▶ Prompt: Reproduce the material below word for word, line by line, with nothing changed.

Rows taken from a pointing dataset

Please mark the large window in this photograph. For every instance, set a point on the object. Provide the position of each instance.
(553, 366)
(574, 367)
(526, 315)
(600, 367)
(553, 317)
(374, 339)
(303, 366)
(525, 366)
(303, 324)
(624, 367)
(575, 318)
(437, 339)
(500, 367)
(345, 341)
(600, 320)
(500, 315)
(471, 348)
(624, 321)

▶ Exercise output:
Please mark the large window in this photograph. For every instance, set a point on the object. Provide the position of each instance.
(553, 366)
(574, 367)
(526, 315)
(600, 367)
(553, 317)
(374, 339)
(303, 366)
(525, 366)
(303, 324)
(624, 367)
(575, 318)
(437, 339)
(500, 367)
(345, 341)
(600, 320)
(500, 315)
(471, 348)
(624, 321)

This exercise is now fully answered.